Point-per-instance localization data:

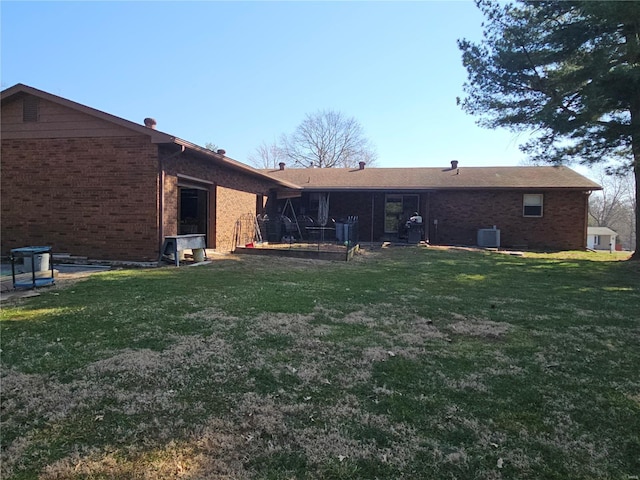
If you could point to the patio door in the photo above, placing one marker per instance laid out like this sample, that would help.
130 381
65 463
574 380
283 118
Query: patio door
397 210
193 210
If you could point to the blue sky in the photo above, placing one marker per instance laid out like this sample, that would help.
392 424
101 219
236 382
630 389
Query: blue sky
240 73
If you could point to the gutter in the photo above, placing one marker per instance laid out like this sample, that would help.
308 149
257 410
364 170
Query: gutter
161 179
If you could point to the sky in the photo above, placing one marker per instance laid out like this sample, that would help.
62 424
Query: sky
237 74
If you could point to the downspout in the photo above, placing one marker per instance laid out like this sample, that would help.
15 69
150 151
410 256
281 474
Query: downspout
372 216
161 177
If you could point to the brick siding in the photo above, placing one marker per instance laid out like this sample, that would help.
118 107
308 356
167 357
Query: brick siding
235 194
94 197
461 213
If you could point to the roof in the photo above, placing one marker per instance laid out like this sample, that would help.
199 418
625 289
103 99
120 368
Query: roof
156 136
600 231
527 177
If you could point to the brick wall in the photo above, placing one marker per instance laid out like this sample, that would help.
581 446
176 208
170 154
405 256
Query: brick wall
235 194
95 197
461 214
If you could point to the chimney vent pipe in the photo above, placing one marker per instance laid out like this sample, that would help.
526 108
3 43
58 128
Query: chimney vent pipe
150 123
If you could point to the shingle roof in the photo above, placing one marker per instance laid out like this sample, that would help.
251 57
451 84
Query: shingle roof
435 178
155 135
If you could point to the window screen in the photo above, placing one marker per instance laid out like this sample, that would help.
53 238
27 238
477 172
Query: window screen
532 205
30 109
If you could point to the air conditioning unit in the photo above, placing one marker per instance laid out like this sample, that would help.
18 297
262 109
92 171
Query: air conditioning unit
488 237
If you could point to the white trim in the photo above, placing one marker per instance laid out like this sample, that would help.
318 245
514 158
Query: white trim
193 179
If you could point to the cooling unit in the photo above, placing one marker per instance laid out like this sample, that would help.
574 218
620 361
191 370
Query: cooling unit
488 237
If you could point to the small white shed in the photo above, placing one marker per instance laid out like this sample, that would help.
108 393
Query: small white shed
601 238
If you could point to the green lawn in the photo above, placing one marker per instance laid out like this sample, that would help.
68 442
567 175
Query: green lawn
404 363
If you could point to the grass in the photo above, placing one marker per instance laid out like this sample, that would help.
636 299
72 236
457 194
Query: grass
405 363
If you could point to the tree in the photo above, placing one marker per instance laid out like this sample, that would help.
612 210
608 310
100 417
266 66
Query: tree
267 155
613 206
567 71
328 139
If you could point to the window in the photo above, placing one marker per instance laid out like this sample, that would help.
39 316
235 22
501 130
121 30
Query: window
532 205
30 109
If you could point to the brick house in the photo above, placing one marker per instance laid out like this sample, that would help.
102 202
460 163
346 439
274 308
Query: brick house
92 184
532 207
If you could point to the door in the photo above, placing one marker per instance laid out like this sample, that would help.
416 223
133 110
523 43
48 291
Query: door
193 210
397 210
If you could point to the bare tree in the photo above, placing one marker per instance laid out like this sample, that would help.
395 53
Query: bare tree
614 206
328 139
267 155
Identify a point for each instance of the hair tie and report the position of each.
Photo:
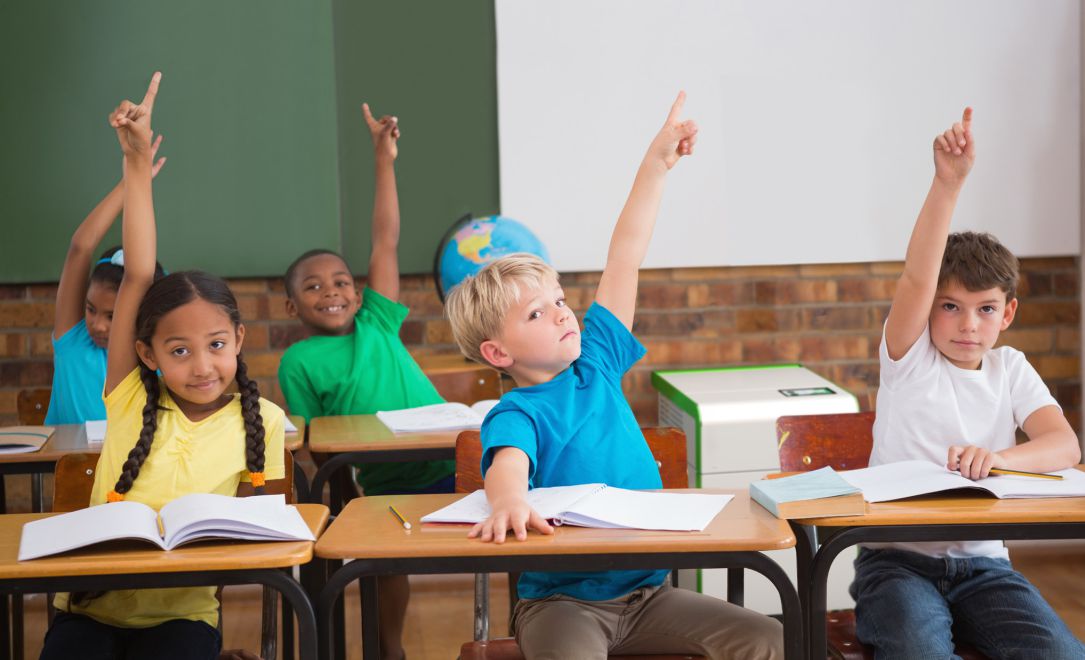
(117, 258)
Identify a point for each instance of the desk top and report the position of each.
(367, 433)
(72, 439)
(138, 557)
(366, 529)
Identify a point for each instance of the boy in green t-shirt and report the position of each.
(354, 362)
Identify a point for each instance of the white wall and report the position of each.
(816, 123)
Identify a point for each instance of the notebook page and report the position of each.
(256, 518)
(437, 417)
(645, 510)
(87, 527)
(904, 479)
(1009, 486)
(549, 504)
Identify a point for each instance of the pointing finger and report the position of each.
(676, 108)
(152, 91)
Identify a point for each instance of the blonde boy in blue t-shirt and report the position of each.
(567, 422)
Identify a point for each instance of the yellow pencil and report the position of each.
(404, 520)
(1023, 473)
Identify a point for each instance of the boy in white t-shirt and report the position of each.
(949, 396)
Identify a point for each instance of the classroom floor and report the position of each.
(438, 618)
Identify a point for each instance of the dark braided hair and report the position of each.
(165, 295)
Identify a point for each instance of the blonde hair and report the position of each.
(476, 306)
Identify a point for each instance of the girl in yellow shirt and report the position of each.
(174, 352)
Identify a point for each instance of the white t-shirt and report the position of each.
(926, 404)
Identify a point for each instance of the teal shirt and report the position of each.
(578, 429)
(78, 378)
(359, 373)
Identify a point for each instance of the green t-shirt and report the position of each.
(359, 373)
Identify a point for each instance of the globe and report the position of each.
(471, 243)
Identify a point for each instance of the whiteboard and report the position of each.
(817, 119)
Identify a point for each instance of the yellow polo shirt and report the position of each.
(205, 456)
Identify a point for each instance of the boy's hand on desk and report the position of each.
(955, 151)
(384, 134)
(517, 516)
(972, 461)
(132, 124)
(675, 139)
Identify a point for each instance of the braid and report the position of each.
(254, 424)
(139, 453)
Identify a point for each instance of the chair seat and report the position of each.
(506, 649)
(844, 645)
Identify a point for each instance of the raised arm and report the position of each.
(617, 286)
(383, 259)
(954, 154)
(72, 292)
(132, 124)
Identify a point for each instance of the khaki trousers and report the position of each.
(649, 620)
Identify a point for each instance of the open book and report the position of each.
(597, 505)
(437, 417)
(189, 518)
(23, 440)
(910, 478)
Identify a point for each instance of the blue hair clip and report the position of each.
(117, 258)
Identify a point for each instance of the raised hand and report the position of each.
(676, 138)
(955, 151)
(384, 134)
(132, 123)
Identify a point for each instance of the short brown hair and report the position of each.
(476, 306)
(979, 262)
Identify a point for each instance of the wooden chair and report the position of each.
(843, 442)
(668, 448)
(74, 480)
(33, 405)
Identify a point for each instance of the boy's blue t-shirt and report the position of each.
(577, 429)
(78, 378)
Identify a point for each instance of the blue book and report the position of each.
(817, 494)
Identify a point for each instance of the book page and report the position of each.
(646, 510)
(256, 518)
(905, 479)
(437, 417)
(1010, 486)
(549, 504)
(87, 527)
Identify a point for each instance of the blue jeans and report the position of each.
(78, 636)
(911, 606)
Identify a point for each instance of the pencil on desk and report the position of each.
(1023, 473)
(407, 524)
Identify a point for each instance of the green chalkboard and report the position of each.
(267, 152)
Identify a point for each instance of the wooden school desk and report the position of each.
(368, 534)
(131, 565)
(361, 439)
(940, 517)
(72, 439)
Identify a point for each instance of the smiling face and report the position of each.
(966, 324)
(98, 312)
(323, 296)
(195, 346)
(539, 337)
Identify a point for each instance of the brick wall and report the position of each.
(827, 317)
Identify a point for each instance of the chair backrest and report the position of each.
(808, 442)
(33, 405)
(74, 480)
(667, 446)
(468, 386)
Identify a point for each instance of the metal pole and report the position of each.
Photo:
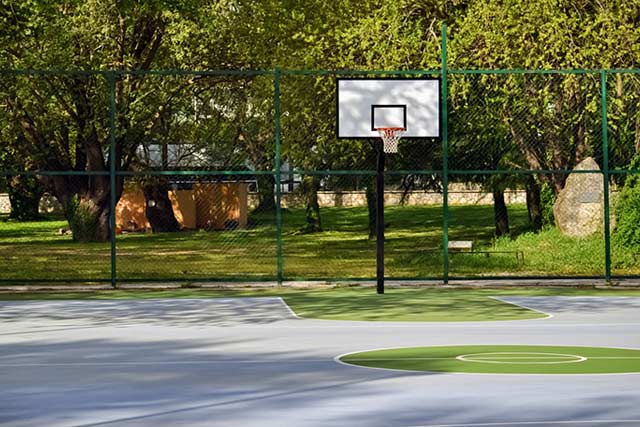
(445, 158)
(278, 175)
(605, 169)
(111, 82)
(380, 219)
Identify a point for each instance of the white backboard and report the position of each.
(365, 104)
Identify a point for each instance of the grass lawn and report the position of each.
(362, 303)
(35, 250)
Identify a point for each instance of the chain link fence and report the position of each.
(114, 176)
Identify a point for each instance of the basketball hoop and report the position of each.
(390, 138)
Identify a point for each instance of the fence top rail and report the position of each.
(303, 72)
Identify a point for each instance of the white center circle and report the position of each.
(521, 358)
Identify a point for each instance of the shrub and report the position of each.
(627, 211)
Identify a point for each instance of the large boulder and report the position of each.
(579, 208)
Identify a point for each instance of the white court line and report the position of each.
(549, 315)
(526, 423)
(288, 307)
(392, 359)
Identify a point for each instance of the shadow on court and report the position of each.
(205, 312)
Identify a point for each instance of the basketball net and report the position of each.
(390, 138)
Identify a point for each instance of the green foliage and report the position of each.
(627, 211)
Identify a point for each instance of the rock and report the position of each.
(579, 208)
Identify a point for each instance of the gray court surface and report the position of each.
(252, 362)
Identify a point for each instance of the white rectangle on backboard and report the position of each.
(362, 101)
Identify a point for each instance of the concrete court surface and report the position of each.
(251, 362)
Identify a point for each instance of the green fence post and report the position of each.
(111, 79)
(444, 93)
(278, 173)
(606, 174)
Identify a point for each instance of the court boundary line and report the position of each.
(525, 423)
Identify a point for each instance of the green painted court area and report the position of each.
(502, 359)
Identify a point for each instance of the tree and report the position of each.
(553, 120)
(64, 118)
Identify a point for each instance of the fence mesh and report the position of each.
(213, 176)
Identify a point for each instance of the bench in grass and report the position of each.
(466, 247)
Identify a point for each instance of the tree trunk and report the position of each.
(159, 210)
(310, 187)
(266, 193)
(86, 201)
(371, 206)
(88, 217)
(500, 213)
(25, 193)
(534, 205)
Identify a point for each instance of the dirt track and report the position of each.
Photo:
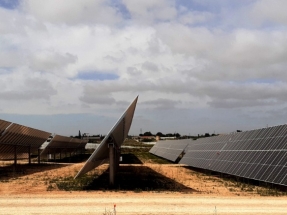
(139, 203)
(26, 193)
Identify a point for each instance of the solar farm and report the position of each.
(237, 173)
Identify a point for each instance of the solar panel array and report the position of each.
(116, 135)
(170, 149)
(63, 144)
(25, 139)
(258, 154)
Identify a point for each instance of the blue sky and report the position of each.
(197, 65)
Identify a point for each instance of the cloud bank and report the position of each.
(198, 66)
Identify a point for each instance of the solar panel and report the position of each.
(63, 144)
(259, 154)
(170, 149)
(20, 140)
(117, 135)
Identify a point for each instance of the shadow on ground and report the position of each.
(130, 159)
(137, 178)
(73, 159)
(10, 171)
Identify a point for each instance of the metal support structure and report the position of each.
(112, 156)
(29, 154)
(15, 159)
(39, 156)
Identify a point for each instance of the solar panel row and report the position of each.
(170, 149)
(63, 144)
(258, 154)
(19, 139)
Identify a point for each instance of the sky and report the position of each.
(198, 66)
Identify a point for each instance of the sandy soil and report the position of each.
(26, 193)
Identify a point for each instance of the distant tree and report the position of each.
(207, 135)
(177, 135)
(80, 136)
(148, 133)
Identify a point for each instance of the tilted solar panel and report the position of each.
(117, 135)
(63, 144)
(19, 139)
(170, 149)
(259, 154)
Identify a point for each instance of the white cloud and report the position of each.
(149, 11)
(179, 60)
(72, 12)
(265, 11)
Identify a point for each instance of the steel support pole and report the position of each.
(39, 156)
(29, 154)
(15, 155)
(112, 163)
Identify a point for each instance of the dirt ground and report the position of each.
(28, 192)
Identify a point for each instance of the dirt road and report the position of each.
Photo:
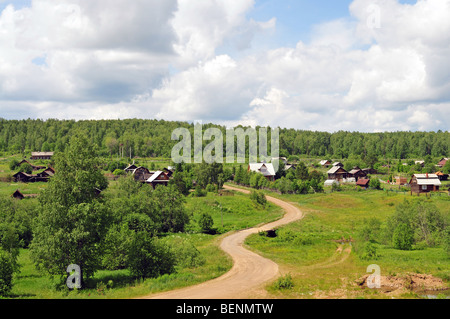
(249, 272)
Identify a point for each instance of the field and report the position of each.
(238, 212)
(319, 251)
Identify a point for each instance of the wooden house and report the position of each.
(265, 169)
(18, 195)
(23, 177)
(400, 180)
(130, 168)
(337, 173)
(158, 178)
(363, 182)
(41, 155)
(369, 171)
(424, 183)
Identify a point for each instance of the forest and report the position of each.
(152, 138)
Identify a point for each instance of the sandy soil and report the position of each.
(249, 272)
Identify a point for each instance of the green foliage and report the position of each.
(26, 168)
(374, 183)
(370, 252)
(284, 282)
(258, 198)
(13, 164)
(118, 172)
(71, 222)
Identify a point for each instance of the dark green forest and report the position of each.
(152, 138)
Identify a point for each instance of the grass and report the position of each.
(238, 211)
(314, 253)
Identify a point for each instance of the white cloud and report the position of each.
(177, 60)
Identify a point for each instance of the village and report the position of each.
(334, 175)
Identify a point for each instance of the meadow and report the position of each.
(321, 254)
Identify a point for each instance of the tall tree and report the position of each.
(72, 220)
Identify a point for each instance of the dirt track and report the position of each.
(249, 272)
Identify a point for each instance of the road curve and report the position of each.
(249, 270)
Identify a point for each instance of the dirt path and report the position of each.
(249, 272)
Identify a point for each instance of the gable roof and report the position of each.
(264, 168)
(334, 170)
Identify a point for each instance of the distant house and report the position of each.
(369, 171)
(158, 178)
(330, 182)
(424, 183)
(337, 173)
(288, 167)
(325, 163)
(265, 169)
(363, 182)
(357, 173)
(442, 162)
(169, 170)
(421, 163)
(17, 194)
(31, 178)
(41, 155)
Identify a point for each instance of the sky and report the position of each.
(325, 65)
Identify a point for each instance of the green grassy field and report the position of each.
(318, 253)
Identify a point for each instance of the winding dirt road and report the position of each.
(249, 272)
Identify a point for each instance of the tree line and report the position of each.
(152, 138)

• DIRECTIONS:
Beginning at the line that holds "Identify a point for each instance of the distant house", reproduce the lines exactly up to and including the final line of the entries.

• RESPONSE TO THIS TASK:
Identify a point for each instance of the distant house and report the position of each.
(369, 171)
(158, 178)
(330, 182)
(424, 183)
(337, 173)
(288, 167)
(325, 163)
(265, 169)
(363, 182)
(357, 173)
(442, 162)
(169, 170)
(421, 163)
(17, 194)
(31, 178)
(41, 155)
Identify a point for each instance of the sky and report the position of each.
(325, 65)
Identify a point for each instance of the green grassy field and report the position of each.
(318, 253)
Identify a point for each instance of the winding dirt road and report the position of each.
(249, 272)
Identify a point for each instance of the tree line and report the position of each.
(152, 138)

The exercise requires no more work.